| PASSAGE PROVIDED |
>>>>
Ritzenberg led the New York Jewish Week after it had been acquired from its founder, Philip Hochstein, by a group of community leaders that included real estate investor Eugene Grant. The new leadership converted the paper into an independent New York non-profit corporation with close ties to UJA-Federation of Greater New York.
“The paper has made tremendous strides during these 10 years of Phil’s leadership,” Grant, who died in 2018, said when Ritzenberg left the paper in 1993 to launch a consulting firm specializing in weekly newspapers. “His professionalism has helped shape the paper into an important and respected institution of Jewish life in New York.”
Ritzenberg came to the Jewish Week from the New York Daily News, where he led the tabloid’s transition to computerized typesetting and, as assistant managing editor, was responsible for the newspaper’s design.
<<<<
| CHALLENGES |
1. In the passage about Ritzenberg, begin at the words "Ritzenberg led the" and stop after "Greater New York.", swapping "acquired" for "purchased".
2. Answer these about the passage on Ritzenberg:
(a) Who founded the New York Jewish Week?
(b) In what year did Ritzenberg leave the paper?
(c) What title did he hold at the New York Daily News?
3. Can you write the next part of the passage about Ritzenberg's career, picking up after its final sentence?

(Raw items)
>>>>
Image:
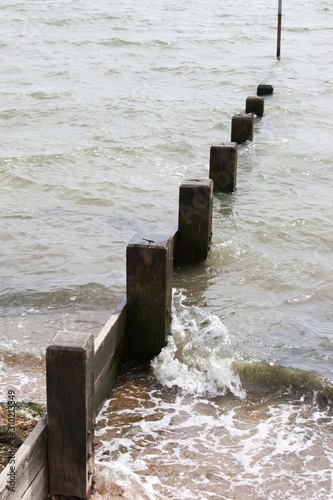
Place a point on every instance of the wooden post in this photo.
(149, 262)
(264, 89)
(195, 220)
(242, 128)
(255, 105)
(223, 166)
(70, 427)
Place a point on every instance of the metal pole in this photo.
(278, 49)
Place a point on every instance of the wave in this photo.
(199, 358)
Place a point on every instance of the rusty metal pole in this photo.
(278, 49)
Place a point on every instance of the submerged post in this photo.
(70, 428)
(255, 105)
(149, 262)
(278, 45)
(195, 219)
(264, 89)
(223, 166)
(242, 128)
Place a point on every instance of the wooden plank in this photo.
(30, 466)
(109, 354)
(70, 397)
(38, 489)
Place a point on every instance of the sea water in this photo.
(104, 110)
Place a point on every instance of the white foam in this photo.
(198, 358)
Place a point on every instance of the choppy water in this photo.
(104, 110)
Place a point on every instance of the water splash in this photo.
(198, 357)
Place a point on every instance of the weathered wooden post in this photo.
(149, 262)
(242, 128)
(264, 89)
(70, 427)
(223, 166)
(255, 105)
(195, 219)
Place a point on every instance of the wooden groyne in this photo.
(57, 459)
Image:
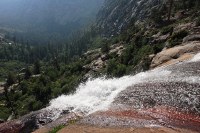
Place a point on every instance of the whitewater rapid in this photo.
(98, 94)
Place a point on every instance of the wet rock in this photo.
(175, 53)
(191, 38)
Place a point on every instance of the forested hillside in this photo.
(124, 39)
(41, 21)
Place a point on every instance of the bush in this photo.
(198, 21)
(115, 69)
(158, 48)
(166, 30)
(105, 47)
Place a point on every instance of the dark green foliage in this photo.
(198, 21)
(166, 30)
(105, 47)
(156, 16)
(10, 79)
(115, 69)
(158, 48)
(27, 74)
(177, 38)
(36, 69)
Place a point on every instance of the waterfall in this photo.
(98, 94)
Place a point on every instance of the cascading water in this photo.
(97, 94)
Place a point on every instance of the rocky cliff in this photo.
(116, 15)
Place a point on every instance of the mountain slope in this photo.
(43, 20)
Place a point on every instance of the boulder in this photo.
<<<<
| FINAL ANSWERS |
1.
Ritzenberg led the New York Jewish Week after it had been purchased from its founder, Philip Hochstein, by a group of community leaders that included real estate investor Eugene Grant. The new leadership converted the paper into an independent New York non-profit corporation with close ties to UJA-Federation of Greater New York.

2.
(a) Philip Hochstein
(b) 1993
(c) Assistant managing editor

3.
One of the founders of the international Society of Newspaper Design (later renamed the Society for News Design) and its only two-term president, Ritzenberg consulted for both daily and weekly newspapers and wrote and lectured on typography and design. He received SND’s lifetime achievement award in 2008.
He was a longtime member of the board of directors of the Jewish Telegraphic Agency, prior to the merger that led to the creation of 70 Faces Media. (In 2020 the New York Jewish Week was acquired by 70 Faces Media.)
Phillip Ritzenberg was born in Cleveland on June 22, 1931. He graduated from Case Western Reserve in 1953, continuing his studies at the University of Berlin under a Fulbright scholarship. He served as a Navy officer on the USS Midway aircraft carrier and as a Naval Air Intelligence Reserve Officer at Floyd Bennett Field in Brooklyn, retiring as a commander.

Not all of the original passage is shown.